This course examines risk identification, quantification, and management from the standpoint of the three key components of sustainability science (economics, environment, and society). Economic subjects include cost-benefit analysis, value of information, time value of money, basic decision analysis, value functions, monetizing challenges for ecosystem services, and sustainability risk management. Environmental subjects include toxicological perspectives such as fate and transport and dose-response relationships including an overview of EPA's current practice. Policy and societal subjects include utility theory and lotteries, risk perception, ethical issues in risk quantification, and impact statements.
This course covers theoretical and practical issues associated with analysis and progress towards sustainability. Methods and concepts covered include optimization, stochastic analysis, multicriteria decision-making and resource economics. Societal perception and response to sustainability is covered sector by sector (industry, government, academia and civil society) and through integrative case studies of particular sustainability issues (e.g. natural gas fracking). Emerging sustainability governance mechanisms are explored, in particular environmental certifications and standards (e.g. LEED, EnergyStar) and multilateral agreements.

----------

→ **Activity 1**: Reproduce the part of the course descriptions that opens with the words containing "This course covers" and closes with "and multilateral agreements.".
→ **Activity 2**:
Answer the following questions using the course descriptions.
(a) Whose current practice do the environmental subjects include an overview of?
(b) Which sustainability issue is named as an example for the integrative case studies?
(c) Which two environmental certifications and standards are given as examples?

→ **Dataset content**:
----------

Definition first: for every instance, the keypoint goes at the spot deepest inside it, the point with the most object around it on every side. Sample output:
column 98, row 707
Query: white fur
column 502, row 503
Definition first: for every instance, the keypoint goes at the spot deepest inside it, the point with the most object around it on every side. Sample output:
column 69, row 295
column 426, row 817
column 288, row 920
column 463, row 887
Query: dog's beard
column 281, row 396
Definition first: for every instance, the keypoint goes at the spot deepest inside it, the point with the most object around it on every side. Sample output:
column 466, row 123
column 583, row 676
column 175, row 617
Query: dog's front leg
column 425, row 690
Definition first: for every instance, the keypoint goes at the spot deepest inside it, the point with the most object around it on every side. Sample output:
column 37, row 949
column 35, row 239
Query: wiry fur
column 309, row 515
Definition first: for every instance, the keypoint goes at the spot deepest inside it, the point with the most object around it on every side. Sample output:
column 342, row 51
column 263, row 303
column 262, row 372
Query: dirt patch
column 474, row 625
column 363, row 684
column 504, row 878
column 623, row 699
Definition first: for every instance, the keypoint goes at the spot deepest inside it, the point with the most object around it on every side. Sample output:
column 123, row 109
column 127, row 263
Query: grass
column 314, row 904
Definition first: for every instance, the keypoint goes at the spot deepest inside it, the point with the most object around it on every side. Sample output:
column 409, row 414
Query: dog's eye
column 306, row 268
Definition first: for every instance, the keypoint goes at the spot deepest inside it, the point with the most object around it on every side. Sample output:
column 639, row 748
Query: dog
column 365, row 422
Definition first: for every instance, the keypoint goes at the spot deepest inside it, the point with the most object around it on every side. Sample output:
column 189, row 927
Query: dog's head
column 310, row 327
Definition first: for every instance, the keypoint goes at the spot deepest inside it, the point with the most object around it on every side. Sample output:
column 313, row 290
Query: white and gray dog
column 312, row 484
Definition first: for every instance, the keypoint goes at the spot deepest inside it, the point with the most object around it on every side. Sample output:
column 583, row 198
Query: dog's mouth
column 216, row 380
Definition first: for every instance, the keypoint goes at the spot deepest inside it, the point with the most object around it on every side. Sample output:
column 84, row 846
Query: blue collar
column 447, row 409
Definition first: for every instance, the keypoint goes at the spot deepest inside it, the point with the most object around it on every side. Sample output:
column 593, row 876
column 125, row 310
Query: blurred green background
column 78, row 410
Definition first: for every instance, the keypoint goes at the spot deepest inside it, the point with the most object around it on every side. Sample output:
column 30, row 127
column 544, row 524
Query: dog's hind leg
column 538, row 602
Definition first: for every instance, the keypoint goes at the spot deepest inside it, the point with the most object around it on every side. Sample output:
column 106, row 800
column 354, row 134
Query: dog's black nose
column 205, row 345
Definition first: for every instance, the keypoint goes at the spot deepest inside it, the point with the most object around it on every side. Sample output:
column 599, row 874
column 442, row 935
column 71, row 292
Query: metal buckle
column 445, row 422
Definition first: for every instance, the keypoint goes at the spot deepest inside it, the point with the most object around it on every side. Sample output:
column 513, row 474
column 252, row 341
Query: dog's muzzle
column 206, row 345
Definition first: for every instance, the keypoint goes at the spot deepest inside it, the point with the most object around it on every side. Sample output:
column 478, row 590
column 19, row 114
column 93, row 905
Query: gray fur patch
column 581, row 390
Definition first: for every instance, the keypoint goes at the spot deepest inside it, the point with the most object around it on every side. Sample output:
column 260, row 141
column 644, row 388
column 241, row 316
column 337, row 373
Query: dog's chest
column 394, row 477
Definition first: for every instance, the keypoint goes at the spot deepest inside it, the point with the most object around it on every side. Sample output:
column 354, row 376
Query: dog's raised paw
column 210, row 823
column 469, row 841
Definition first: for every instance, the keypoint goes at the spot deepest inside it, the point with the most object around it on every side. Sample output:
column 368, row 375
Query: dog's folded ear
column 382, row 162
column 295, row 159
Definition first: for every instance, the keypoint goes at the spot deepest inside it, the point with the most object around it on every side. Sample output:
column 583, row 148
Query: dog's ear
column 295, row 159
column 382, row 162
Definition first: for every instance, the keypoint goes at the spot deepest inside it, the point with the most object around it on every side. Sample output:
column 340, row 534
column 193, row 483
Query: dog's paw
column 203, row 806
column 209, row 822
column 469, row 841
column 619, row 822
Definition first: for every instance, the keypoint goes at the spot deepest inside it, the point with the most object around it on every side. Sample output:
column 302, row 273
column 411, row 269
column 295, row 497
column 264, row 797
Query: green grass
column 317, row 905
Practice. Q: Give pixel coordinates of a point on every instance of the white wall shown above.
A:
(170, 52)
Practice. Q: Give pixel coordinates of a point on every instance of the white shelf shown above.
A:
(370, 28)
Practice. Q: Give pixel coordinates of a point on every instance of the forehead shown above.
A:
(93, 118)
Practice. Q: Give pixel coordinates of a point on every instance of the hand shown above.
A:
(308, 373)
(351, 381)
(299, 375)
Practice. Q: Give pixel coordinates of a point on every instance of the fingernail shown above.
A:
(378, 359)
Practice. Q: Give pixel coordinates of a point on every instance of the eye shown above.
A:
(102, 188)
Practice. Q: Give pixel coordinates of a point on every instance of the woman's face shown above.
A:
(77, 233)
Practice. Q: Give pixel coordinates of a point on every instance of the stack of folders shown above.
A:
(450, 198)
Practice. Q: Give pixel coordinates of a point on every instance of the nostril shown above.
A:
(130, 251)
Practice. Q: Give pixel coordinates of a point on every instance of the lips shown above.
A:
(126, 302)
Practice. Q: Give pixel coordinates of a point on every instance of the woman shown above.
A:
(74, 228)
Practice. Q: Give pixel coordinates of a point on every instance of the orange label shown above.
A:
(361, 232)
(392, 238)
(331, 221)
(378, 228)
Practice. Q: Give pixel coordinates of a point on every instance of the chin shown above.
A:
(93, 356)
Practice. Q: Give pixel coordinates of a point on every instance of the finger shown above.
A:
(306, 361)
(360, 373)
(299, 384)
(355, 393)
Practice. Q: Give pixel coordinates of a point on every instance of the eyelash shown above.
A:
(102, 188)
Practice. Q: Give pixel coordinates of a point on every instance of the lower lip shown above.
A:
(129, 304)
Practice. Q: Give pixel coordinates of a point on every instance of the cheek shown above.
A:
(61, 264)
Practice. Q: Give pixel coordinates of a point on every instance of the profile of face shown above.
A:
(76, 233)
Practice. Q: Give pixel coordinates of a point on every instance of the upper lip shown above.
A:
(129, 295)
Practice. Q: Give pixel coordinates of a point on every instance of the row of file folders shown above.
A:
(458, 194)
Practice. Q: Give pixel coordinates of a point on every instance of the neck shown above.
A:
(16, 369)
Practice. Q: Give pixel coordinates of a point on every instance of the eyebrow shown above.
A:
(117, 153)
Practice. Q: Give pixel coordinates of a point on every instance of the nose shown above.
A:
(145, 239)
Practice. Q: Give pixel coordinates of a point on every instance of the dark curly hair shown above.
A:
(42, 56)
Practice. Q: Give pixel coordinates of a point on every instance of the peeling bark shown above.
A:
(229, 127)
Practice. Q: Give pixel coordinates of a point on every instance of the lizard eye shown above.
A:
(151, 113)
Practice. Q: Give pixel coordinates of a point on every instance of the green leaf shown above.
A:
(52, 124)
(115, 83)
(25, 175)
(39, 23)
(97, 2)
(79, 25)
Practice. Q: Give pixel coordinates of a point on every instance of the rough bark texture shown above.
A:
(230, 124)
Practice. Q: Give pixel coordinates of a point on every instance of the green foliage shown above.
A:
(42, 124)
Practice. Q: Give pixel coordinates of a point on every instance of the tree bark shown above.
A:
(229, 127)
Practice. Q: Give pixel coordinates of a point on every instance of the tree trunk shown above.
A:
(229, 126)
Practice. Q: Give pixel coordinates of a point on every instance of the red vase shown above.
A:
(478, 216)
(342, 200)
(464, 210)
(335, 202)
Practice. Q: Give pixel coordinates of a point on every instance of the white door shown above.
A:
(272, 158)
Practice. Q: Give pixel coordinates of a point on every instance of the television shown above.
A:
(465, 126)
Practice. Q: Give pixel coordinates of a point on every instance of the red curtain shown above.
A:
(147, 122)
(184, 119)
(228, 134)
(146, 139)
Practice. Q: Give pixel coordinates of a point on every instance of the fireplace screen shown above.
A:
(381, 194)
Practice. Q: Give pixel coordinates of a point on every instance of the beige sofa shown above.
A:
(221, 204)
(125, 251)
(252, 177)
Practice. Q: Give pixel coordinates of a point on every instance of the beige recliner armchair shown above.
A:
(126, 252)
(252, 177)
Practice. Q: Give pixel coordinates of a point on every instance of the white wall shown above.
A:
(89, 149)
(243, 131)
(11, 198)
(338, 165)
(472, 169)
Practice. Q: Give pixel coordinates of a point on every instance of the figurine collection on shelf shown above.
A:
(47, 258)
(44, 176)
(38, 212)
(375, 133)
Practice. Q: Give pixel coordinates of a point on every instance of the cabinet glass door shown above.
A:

----------

→ **Written response 1**:
This course covers theoretical and practical issues associated with analysis and progress towards sustainability. Methods and concepts covered include optimization, stochastic analysis, multicriteria decision-making and resource economics. Societal perception and response to sustainability is covered sector by sector (industry, government, academia and civil society) and through integrative case studies of particular sustainability issues (e.g. natural gas fracking). Emerging sustainability governance mechanisms are explored, in particular environmental certifications and standards (e.g. LEED, EnergyStar) and multilateral agreements.

→ **Written response 2**:
(a) EPA's.
(b) Natural gas fracking.
(c) LEED and EnergyStar.